## Stated task
Filter the data below and copy out each line that contains the word "surface". Only matches with the same letter case count.

** start of Dataset content **

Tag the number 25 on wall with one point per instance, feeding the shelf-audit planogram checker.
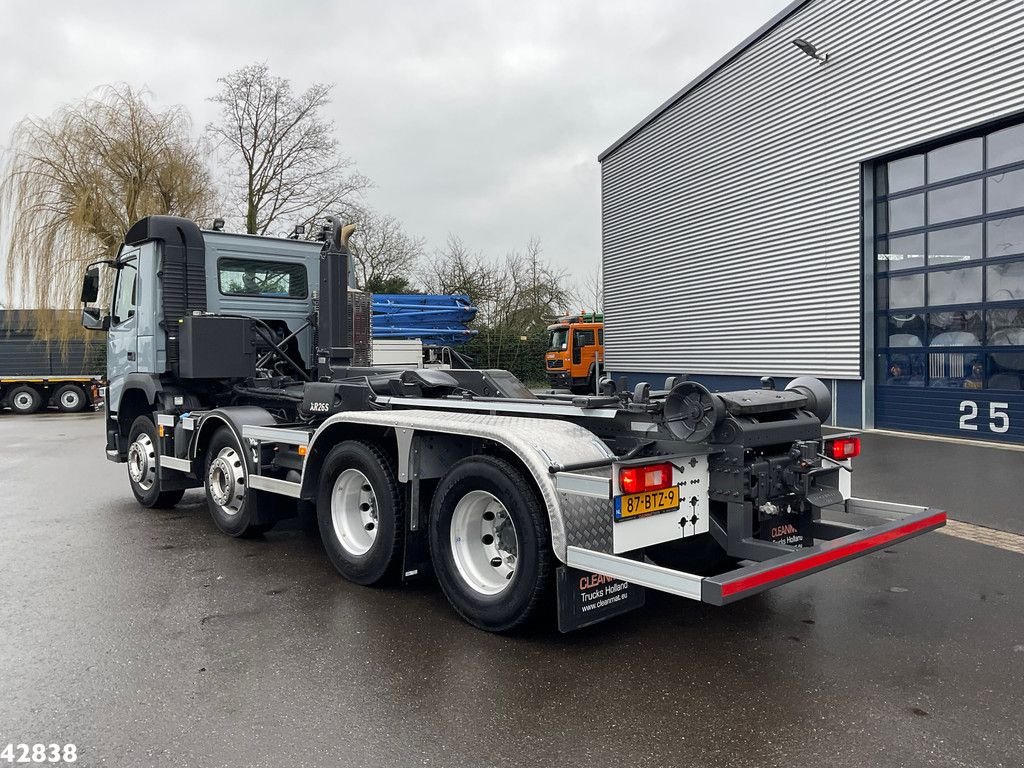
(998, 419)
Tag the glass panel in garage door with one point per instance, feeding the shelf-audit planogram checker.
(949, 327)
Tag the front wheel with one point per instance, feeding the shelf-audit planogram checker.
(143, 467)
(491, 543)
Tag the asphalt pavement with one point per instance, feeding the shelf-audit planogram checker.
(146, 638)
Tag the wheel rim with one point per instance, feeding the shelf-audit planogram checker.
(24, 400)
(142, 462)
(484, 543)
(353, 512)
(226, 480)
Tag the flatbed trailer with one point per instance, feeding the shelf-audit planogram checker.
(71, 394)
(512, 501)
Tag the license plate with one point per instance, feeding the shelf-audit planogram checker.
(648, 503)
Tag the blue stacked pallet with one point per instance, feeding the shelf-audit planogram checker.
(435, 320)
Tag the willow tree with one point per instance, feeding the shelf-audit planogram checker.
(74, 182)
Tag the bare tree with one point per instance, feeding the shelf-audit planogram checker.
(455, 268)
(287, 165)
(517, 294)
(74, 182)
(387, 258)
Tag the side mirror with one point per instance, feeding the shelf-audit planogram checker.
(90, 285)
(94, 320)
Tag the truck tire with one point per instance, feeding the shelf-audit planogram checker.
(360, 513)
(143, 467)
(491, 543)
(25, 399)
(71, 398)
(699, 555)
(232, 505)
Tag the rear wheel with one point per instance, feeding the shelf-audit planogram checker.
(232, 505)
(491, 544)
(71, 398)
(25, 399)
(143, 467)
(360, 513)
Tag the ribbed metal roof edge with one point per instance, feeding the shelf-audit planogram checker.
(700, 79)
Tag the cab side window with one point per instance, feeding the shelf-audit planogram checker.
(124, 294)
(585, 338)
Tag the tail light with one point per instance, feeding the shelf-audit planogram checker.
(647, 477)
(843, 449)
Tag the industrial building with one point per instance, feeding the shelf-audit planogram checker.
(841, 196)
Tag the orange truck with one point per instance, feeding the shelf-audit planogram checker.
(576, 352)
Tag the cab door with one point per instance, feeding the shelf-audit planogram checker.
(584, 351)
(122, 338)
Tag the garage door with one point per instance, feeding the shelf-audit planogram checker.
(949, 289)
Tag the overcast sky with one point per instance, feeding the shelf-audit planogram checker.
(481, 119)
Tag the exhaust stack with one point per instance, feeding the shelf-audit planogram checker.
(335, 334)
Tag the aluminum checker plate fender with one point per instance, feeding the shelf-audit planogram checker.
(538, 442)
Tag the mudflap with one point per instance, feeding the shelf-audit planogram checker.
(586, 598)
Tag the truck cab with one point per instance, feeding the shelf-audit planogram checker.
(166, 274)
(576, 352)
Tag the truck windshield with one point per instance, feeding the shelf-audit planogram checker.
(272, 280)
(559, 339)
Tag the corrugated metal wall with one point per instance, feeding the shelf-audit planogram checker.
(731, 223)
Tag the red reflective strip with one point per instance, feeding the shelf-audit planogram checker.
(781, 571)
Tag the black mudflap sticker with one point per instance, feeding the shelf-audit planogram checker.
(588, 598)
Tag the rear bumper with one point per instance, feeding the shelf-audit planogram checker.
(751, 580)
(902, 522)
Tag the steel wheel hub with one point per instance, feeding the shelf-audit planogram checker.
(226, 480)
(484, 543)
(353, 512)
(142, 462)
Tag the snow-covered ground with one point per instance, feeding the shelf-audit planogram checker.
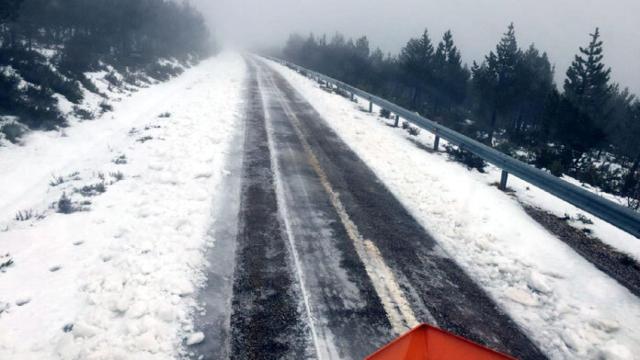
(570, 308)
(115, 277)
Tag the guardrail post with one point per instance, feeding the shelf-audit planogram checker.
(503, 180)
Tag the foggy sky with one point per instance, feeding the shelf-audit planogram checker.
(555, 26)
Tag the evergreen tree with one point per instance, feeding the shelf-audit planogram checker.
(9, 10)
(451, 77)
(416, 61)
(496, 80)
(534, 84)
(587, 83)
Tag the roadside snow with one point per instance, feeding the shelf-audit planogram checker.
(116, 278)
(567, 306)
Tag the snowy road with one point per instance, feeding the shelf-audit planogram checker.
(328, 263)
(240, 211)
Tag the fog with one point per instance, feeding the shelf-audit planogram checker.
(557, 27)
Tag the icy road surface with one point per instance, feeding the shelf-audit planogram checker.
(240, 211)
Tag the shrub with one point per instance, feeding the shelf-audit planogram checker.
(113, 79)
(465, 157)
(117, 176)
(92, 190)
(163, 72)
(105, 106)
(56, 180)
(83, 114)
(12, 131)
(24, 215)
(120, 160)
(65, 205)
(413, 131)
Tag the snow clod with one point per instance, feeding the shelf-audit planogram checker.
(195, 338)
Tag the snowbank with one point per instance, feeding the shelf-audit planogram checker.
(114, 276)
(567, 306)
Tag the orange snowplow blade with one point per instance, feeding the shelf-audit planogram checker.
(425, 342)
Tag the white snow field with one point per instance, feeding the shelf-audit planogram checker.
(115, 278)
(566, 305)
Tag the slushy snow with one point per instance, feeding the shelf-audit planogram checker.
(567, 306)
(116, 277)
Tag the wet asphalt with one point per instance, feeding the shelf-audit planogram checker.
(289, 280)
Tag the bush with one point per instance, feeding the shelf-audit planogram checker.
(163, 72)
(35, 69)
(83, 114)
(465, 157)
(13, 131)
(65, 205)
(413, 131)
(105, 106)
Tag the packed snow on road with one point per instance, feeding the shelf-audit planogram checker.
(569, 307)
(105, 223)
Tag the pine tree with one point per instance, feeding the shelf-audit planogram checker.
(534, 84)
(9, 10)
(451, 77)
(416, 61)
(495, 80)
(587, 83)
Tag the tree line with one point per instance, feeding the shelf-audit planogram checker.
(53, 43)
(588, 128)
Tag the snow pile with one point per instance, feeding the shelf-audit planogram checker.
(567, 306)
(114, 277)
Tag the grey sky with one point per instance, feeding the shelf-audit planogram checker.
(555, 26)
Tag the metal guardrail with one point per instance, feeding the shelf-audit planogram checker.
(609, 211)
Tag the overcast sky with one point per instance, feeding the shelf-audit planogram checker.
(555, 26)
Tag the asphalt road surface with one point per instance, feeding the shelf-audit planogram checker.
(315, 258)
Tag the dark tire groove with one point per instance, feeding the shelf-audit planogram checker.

** end of Dataset content **
** start of Dataset content **

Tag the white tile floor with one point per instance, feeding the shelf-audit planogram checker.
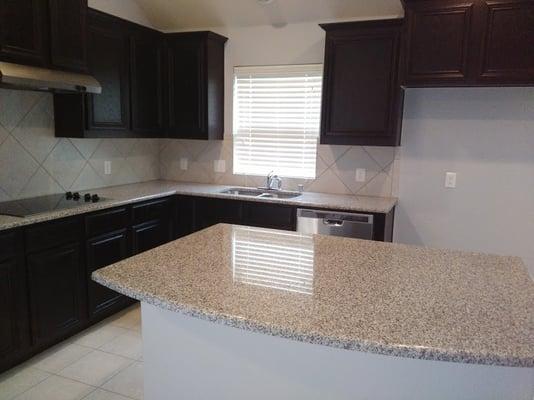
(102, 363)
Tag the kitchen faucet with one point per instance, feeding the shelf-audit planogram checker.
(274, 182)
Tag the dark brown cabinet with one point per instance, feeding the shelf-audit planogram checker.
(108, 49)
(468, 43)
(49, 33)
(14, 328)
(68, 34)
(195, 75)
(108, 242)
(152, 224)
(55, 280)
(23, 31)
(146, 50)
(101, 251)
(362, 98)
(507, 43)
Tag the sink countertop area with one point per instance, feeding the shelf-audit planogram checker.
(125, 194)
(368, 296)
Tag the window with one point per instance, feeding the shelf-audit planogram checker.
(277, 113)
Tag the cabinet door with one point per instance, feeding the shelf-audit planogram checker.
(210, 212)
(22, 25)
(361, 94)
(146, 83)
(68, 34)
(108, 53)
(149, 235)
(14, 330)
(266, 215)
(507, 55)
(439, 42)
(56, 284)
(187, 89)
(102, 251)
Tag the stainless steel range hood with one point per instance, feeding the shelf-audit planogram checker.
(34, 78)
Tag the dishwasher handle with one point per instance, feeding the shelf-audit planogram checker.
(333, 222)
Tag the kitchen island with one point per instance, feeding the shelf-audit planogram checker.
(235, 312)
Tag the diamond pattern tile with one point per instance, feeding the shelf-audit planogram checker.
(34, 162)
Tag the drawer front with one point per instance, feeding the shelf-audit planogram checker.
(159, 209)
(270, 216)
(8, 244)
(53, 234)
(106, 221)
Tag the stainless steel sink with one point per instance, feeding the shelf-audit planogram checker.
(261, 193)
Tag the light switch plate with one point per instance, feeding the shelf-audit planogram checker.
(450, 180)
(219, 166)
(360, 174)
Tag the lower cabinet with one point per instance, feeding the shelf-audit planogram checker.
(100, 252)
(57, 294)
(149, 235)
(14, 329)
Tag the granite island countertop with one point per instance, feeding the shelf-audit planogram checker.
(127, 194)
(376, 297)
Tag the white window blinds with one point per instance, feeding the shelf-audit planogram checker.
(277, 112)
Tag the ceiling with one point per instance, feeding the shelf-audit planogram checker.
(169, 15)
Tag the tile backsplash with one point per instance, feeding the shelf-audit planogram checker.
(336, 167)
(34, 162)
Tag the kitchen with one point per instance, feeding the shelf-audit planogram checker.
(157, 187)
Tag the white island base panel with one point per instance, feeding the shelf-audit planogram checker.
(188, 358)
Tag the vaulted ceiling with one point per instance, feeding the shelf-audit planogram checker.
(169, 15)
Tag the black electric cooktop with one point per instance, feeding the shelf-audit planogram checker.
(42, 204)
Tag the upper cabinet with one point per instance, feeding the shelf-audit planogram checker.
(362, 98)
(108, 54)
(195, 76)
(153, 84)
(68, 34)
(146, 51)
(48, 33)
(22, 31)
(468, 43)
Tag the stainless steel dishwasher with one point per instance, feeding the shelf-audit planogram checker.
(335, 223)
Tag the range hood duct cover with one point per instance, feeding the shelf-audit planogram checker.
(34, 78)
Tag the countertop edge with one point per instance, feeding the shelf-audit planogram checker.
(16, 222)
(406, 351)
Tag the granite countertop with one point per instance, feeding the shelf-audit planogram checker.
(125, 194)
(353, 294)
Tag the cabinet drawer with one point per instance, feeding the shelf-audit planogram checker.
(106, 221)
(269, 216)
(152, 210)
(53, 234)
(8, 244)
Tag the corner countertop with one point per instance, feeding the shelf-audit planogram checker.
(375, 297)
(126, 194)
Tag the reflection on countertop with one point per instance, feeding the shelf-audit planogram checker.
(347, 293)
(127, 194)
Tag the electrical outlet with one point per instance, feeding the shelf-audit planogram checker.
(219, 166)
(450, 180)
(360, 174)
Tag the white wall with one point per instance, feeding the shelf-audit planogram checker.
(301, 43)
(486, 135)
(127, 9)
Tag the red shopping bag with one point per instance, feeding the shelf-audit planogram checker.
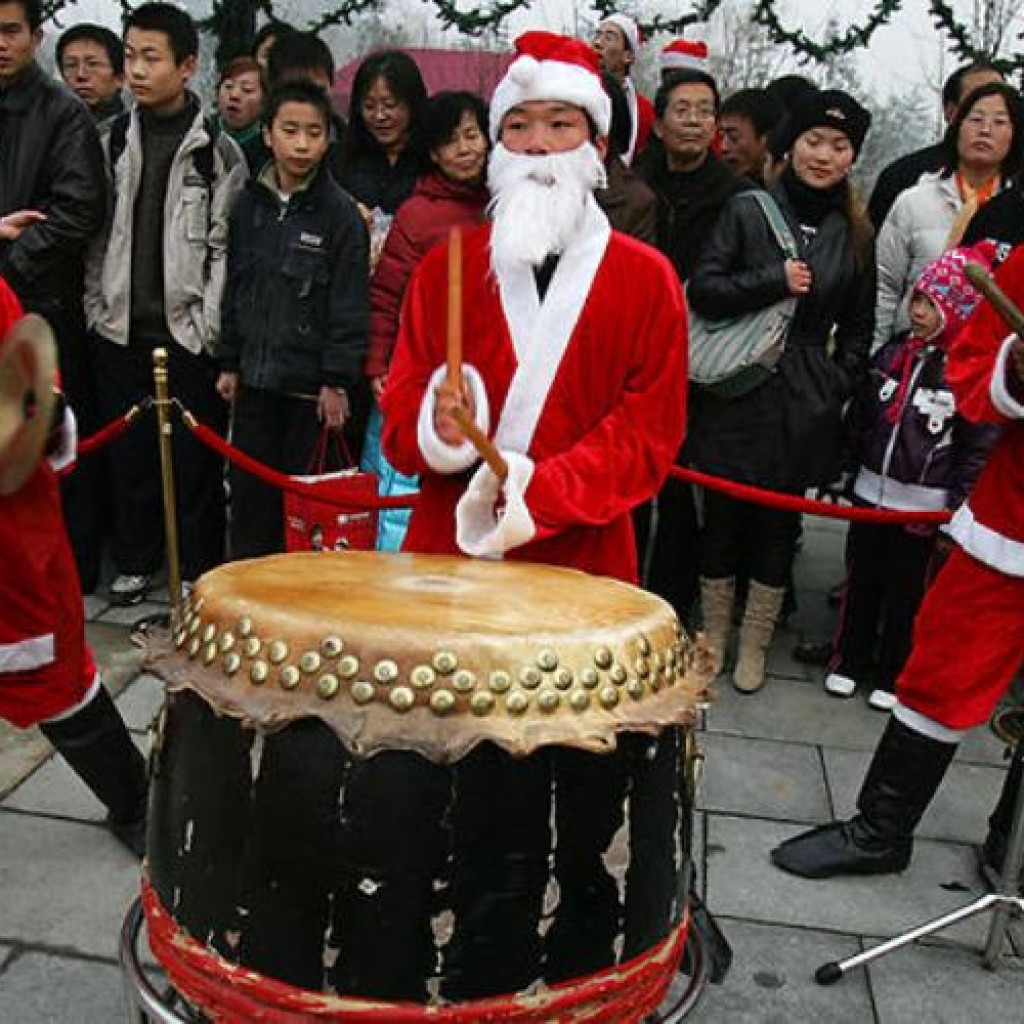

** end of Dataset content **

## Response for this exercise
Tag the icy road surface with one point per instance, feeding the shelf-audit planogram checker.
Tag the asphalt road surface with one point per instance, feeding the shelf-audit planogram checker.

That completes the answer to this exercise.